== Dataset entries ==

======

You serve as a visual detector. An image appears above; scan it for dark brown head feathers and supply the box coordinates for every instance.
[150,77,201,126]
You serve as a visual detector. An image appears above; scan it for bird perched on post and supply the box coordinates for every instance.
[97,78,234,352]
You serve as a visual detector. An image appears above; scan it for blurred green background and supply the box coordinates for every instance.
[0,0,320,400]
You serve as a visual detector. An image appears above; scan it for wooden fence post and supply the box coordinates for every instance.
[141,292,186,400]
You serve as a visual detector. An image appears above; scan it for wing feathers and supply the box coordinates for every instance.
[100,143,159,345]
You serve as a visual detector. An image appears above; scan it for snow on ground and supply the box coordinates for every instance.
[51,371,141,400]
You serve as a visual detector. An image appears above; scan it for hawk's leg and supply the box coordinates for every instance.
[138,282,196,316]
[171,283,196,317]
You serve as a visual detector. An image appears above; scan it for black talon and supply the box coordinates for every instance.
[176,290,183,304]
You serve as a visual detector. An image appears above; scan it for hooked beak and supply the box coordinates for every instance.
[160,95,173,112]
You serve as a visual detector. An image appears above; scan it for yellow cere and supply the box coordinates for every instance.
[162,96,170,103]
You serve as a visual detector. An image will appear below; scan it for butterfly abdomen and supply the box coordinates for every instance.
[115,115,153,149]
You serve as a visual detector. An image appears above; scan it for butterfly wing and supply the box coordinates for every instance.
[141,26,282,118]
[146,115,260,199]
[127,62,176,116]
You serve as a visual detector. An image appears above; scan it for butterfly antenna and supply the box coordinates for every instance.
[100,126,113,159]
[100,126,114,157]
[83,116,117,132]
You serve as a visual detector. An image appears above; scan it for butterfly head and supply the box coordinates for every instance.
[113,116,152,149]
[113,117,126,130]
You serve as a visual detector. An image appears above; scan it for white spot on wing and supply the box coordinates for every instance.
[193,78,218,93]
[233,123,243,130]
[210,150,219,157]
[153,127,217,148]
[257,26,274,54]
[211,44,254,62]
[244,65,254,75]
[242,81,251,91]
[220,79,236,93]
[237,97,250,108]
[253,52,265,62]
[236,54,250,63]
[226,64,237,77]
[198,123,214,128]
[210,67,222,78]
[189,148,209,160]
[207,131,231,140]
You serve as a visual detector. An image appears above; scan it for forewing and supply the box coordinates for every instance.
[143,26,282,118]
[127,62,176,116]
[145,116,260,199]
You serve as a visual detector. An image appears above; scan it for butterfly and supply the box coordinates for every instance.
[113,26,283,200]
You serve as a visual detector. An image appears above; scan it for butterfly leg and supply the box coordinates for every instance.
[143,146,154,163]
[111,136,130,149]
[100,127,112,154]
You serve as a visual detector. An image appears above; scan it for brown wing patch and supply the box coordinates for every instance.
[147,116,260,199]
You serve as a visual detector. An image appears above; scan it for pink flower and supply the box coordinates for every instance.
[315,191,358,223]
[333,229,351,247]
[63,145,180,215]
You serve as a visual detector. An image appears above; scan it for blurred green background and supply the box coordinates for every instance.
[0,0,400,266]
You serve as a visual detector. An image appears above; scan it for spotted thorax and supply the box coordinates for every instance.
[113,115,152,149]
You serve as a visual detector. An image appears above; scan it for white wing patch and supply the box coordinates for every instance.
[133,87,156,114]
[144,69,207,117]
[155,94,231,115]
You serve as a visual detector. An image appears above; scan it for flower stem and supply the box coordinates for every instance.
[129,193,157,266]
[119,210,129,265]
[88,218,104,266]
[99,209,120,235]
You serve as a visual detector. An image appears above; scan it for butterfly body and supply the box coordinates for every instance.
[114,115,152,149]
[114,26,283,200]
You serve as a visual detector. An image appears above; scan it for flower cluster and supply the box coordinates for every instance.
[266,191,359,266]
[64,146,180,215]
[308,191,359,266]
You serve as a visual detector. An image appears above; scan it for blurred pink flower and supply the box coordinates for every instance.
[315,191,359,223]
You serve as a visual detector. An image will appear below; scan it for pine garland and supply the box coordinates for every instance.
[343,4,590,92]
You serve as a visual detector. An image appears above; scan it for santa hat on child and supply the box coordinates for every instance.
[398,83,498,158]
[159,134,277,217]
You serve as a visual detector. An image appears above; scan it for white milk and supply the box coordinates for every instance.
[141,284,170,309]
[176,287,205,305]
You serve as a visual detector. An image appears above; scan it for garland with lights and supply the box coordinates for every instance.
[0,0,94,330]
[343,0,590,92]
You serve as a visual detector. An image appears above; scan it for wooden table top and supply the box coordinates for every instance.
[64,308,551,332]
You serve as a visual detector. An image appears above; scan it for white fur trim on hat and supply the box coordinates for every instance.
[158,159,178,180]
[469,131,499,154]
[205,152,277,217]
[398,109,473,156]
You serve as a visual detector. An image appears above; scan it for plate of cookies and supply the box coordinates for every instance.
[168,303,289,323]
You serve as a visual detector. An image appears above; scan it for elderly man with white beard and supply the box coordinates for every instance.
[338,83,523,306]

======

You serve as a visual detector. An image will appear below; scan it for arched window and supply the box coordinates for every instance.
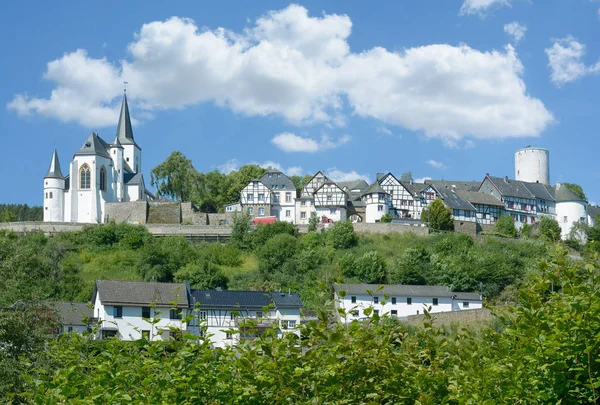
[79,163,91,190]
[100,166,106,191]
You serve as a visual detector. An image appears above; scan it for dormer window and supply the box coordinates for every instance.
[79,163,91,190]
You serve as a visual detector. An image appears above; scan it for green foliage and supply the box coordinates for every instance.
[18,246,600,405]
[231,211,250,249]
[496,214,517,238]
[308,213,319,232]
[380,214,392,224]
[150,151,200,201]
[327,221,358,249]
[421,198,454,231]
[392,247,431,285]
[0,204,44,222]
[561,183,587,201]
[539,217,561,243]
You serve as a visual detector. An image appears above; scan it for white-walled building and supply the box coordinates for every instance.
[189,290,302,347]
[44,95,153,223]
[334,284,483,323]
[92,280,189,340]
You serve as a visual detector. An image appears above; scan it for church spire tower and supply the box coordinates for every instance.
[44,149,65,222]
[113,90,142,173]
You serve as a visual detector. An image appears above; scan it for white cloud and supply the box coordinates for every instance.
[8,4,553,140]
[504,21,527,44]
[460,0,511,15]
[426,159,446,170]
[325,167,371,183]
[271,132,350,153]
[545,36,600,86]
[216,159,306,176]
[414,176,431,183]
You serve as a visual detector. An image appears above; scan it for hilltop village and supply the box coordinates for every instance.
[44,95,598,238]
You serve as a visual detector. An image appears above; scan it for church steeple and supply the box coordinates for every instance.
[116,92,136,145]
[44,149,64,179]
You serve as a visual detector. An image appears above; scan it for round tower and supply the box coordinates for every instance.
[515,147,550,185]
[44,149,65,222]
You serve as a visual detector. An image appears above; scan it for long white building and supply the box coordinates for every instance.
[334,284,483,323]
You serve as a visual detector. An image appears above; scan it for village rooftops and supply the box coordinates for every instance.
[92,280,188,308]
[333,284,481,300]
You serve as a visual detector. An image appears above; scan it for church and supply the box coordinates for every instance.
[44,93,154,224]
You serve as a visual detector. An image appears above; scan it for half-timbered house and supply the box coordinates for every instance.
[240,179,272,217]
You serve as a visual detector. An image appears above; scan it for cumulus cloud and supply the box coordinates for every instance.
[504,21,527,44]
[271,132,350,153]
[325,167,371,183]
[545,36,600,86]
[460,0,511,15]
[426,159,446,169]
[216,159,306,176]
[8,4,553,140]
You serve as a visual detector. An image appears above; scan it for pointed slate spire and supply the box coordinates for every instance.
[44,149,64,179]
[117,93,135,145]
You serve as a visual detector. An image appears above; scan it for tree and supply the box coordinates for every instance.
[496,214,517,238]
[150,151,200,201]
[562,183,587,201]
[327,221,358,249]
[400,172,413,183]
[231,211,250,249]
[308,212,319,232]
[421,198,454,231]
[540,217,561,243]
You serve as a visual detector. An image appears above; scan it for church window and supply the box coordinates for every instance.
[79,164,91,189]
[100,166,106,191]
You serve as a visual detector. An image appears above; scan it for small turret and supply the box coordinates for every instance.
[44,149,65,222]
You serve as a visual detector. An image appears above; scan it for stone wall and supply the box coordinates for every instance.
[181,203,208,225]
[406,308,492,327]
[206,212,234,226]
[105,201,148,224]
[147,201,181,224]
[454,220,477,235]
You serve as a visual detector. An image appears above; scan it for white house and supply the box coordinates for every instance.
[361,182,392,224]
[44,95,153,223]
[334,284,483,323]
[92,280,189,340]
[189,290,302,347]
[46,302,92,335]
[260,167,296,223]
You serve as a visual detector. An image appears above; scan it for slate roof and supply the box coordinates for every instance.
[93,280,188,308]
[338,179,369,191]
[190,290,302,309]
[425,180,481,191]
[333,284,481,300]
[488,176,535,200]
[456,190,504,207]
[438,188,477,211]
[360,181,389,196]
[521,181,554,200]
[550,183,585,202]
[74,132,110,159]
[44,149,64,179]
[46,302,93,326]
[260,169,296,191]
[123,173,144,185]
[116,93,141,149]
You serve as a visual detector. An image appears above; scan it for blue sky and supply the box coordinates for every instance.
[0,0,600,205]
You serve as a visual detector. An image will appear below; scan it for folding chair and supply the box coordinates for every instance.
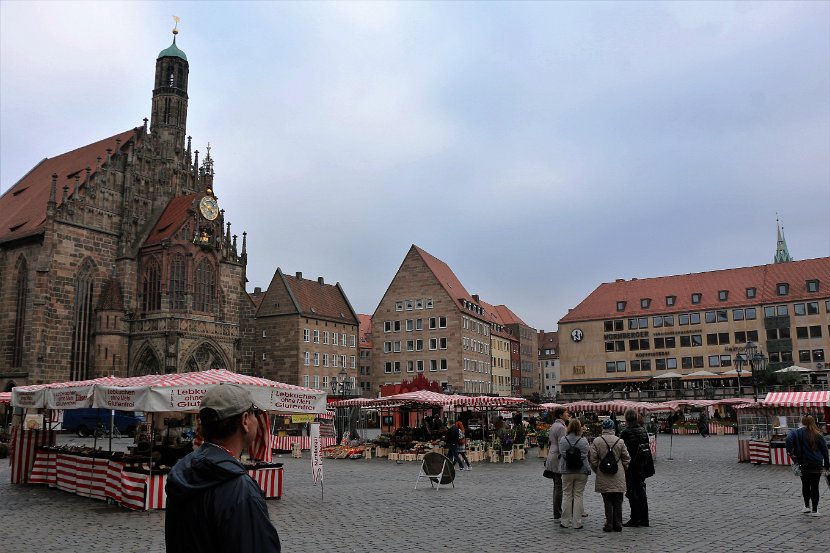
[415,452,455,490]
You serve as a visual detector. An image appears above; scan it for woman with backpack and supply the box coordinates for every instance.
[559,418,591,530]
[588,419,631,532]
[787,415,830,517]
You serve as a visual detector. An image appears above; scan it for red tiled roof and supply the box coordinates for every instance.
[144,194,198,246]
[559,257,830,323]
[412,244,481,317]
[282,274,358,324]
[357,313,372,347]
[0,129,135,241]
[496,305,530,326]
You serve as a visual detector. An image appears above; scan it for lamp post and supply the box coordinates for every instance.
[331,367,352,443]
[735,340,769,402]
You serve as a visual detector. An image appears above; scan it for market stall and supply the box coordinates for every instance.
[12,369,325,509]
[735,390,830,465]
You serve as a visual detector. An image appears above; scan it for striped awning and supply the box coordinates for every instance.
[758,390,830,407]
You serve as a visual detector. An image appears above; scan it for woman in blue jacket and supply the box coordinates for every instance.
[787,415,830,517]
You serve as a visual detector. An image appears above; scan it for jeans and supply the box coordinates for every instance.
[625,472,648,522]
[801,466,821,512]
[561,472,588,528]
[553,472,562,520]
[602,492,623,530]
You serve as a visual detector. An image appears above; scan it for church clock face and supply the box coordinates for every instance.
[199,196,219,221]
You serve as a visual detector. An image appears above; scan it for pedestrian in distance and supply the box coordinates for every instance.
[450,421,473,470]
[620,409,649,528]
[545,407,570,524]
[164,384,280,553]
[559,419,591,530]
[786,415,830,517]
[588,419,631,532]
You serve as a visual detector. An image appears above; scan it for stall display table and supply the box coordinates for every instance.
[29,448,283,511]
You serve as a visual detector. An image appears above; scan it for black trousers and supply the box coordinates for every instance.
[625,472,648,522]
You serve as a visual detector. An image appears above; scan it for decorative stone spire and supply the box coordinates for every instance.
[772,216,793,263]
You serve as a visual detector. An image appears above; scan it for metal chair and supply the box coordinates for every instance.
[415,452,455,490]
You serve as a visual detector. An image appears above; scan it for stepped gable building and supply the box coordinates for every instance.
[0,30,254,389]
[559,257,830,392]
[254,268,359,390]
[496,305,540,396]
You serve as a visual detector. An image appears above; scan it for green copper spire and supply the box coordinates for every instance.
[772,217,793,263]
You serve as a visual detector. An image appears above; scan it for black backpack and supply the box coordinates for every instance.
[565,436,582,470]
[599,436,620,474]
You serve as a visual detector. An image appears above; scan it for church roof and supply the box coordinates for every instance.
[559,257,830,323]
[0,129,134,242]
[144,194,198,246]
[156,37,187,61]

======

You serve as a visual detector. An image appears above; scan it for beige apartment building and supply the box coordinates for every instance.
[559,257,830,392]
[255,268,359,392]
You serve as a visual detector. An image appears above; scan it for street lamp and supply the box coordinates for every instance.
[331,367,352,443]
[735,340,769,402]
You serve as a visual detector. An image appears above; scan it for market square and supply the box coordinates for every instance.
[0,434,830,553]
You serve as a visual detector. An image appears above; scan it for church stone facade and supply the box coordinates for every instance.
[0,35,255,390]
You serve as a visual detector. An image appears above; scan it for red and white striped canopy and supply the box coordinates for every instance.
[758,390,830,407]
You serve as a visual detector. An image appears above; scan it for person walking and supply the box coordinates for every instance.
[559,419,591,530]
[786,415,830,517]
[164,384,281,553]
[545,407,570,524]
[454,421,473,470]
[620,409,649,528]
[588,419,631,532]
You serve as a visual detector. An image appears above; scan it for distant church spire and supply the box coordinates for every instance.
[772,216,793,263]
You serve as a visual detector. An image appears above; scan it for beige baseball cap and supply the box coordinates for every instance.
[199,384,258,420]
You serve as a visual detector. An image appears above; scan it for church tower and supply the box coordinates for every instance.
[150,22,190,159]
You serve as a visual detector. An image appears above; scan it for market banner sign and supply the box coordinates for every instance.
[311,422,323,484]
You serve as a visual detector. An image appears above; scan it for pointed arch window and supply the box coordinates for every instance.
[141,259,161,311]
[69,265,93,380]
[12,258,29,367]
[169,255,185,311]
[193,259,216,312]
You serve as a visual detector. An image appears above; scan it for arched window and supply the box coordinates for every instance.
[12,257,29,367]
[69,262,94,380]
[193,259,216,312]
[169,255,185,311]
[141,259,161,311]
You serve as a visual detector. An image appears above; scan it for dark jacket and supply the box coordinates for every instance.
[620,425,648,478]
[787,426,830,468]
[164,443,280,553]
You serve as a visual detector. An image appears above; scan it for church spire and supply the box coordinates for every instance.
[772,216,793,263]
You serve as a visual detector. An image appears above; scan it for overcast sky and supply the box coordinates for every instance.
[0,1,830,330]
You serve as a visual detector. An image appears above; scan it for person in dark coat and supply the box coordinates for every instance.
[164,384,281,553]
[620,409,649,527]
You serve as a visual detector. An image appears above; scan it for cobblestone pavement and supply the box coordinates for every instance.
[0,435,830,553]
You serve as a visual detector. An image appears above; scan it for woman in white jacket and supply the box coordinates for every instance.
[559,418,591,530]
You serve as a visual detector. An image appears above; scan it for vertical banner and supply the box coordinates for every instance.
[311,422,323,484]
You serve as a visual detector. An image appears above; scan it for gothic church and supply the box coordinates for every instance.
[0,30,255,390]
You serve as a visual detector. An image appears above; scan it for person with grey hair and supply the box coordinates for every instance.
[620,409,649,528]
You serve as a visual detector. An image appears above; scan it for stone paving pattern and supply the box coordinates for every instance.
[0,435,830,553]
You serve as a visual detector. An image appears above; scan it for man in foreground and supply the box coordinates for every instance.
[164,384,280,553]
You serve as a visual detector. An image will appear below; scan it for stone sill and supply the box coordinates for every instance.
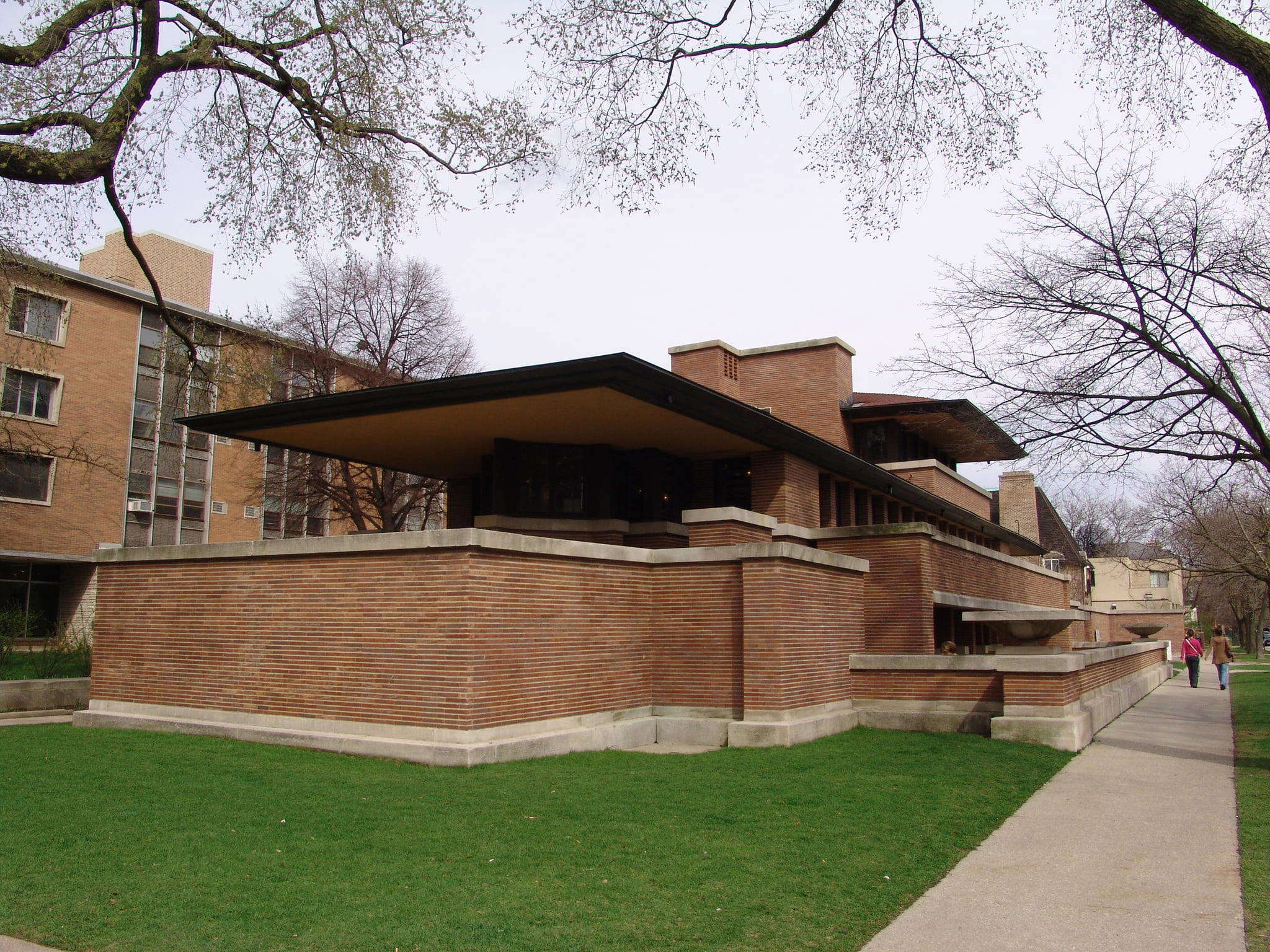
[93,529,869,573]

======

== Task statement ==
Express the entries between the line containing "it for yellow" and the line containing "[145,116,260,199]", inclusive, as a Markdown table with the columns Row and Entry. Number each line and leave out blank lines.

== Output ==
| Row | Entry |
|---|---|
| 1 | You serve as a visual detector. An image appears above; scan it for yellow cere and supply the box coordinates for every instance. |
| 2 | [162,96,170,103] |
| 3 | You serve as a visual detector. An image will appear below; scan it for butterfly abdomen and supply the box coordinates for every instance. |
| 4 | [115,115,153,149] |
| 5 | You serve as a visual detector. An image appears above; scan it for butterfly wing and supply the box coordinates for every instance. |
| 6 | [141,26,282,118] |
| 7 | [146,115,260,199] |
| 8 | [127,62,176,116] |
| 9 | You serve as a visual detector. An image appears above; scan it for butterfly antenna and supply the box coordinates for every instance. |
| 10 | [100,126,113,159] |
| 11 | [100,126,114,157] |
| 12 | [83,116,117,132] |
| 13 | You serve as a visual detector. An image appears above; scan it for butterfly head and supply the box coordinates for every instance. |
| 14 | [113,116,152,149] |
| 15 | [113,117,126,130] |
| 16 | You serve as a visual detector. An image appears above; scan it for white spot on wing and supply the box coordinates for every instance. |
| 17 | [193,78,218,93] |
| 18 | [233,123,243,130] |
| 19 | [210,150,219,157] |
| 20 | [153,127,217,148] |
| 21 | [257,26,274,54] |
| 22 | [211,44,254,62] |
| 23 | [244,65,254,75] |
| 24 | [242,81,251,91] |
| 25 | [220,79,236,93] |
| 26 | [237,97,250,108] |
| 27 | [253,52,265,62] |
| 28 | [236,54,250,63] |
| 29 | [226,64,237,77] |
| 30 | [198,123,214,128] |
| 31 | [210,67,222,78] |
| 32 | [189,148,209,160] |
| 33 | [207,131,231,140] |
| 34 | You serve as a visual detector. An image appears above; scan it for forewing and supply the box coordinates for every instance. |
| 35 | [143,26,282,118] |
| 36 | [127,62,176,116] |
| 37 | [145,116,260,199] |